- [Выбранный текст]:
++++++++

Дорогой мой Валихан…

К 150-летию со дня рождения
Федора Достоевского

 

Весной 1860 года это имя было на устах всего ученого Петербурга. Его с уважением и восхищением произносили маститые русские этнографы, востоковеды, географы:

— Валиханов...

— Чокан Валиханов...

— Чокан Чингисович Валиханов...

Двадцатичетырехлетнему казаху аплодирует общее собрание Русского географического общества. Видные петербургские литераторы и общественные деятели считают за честь пожать руку этому темноволосому молодому человеку.

Несколько лет спустя о нем будут писать за границей, его работу издадут в Лондоне.

Что же совершил Валиханов? Почему его имя попало во все энциклопедии, а написанное им до сих пор является предметом изучения?

В середине прошлого столетия ориенталисты всего мира многое отдали бы за то, чтобы хоть одним глазом взглянуть на неведомую и загадочную страну Кашгарию. Сведения о ней были скудны, противоречивы, а порой фантастичны. Огражденная с юга джунглями Индии, а с севера цепью Небесных гор Кашгария (или, как ее еще называли, Алтышар) была недоступна для европейцев – местные фанатики – властелины предавали смерти всех иностранцев. Только двое побывали здесь – итальянец Марко Поло в 1272 году и португалец Гоес в 1603. Третий – немецкий ученый и путешественник Адольф Шлагинтвейт, отправившийся в Кашгарию, в 1857 году пропал без вести.

В 1858 году в Кашгар через Заукинский перевал прибыл большой торговый караван. Никто не обратил особого внимания на молодого родственника караванного старшины. А это был не кто иной, как переодетый, сменивший свое имя Чокан Валиханов – ученый, офицер русской армии, посланный в Алтышар по специальному приказу правительства.

В первые же дни он узнает об ужасной судьбе своего предшественника – Адольфа Шлагинтвейта: жестокий правитель Алтышара приказал казнить фрянга (чужеземца), голова немецкого ученого была выставлена на всеобщее обозрение.

Ежедневно рискуя быть разоблаченным, Валиханов прожил в Кашгаре почти полгода. За это время он собрал массу политических, экономических, этнографических, фольклорных и иных сведений, значение которых было неоценимо.

На обратном пути за его караваном была послана погоня – к счастью, безуспешная.
Наконец, 13 июля 1859 года, из Омска в Петербург полетела депеша:

«Караван, посланный в мае минувшего года г. Кашгар, окончив успешно свои торговые дела, возвратился в Семипалатинск. Вместе с тем прибыл в г. Омск и находившийся при этом караване поручик султан Чокан Валиханов».

А вскоре министр иностранных дел читал рапорт генерал-губернатора Западной Сибири:

«Если принять во внимание, что столь многообразные, относящиеся почти но всем отраслям науки и государственного устройства сведения отчетливо составлены молодым человеком недавно еще окончившим воспитание в Сибирском кадетском корпусе и по происхождению киргизом (так тогда называли казахов – авт.), между коими весьма трудно встретить людей даже с обычным начальным образованием, что для собрания этих сведений следовало провести продолжительное время, подвергаясь всем лишениям и даже опасению позорной смерти, далее, что сведения эти, объявленные печатно, приобрели бы ему почетную известность в ученом мире, известность лестную для благородного честолюбия».

++++++++

- [Раздел материала]:
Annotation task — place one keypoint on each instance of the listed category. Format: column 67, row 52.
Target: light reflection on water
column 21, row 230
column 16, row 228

++++++++

- [Задание A]: Сколько времени Валиханов прожил в Кашгаре, согласно тексту о Чокане Валиханове?
- [Задание B]: Перескажите в виде списка абзац текста о Чокане Валиханове, который начинается словами «В середине прошлого столетия ориенталисты», сохранив его основные факты.
Материал здесь никакой роли не играет.

- [Ответ на задание A]: Почти полгода.

- [Ответ на задание B]:
- В середине прошлого столетия ориенталисты всего мира стремились узнать о загадочной Кашгарии.
- Сведения о ней были скудными, противоречивыми, а порой фантастическими.
- Кашгарию (Алтышар) с юга ограждали джунгли Индии, а с севера цепь Небесных гор.
- Страна была недоступна для европейцев: местные властители предавали смерти всех иностранцев.
- Там побывали только двое: итальянец Марко Поло в 1272 году и португалец Гоес в 1603 году.
- Немецкий ученый и путешественник Адольф Шлагинтвейт, отправившийся в Кашгарию, в 1857 году пропал без вести.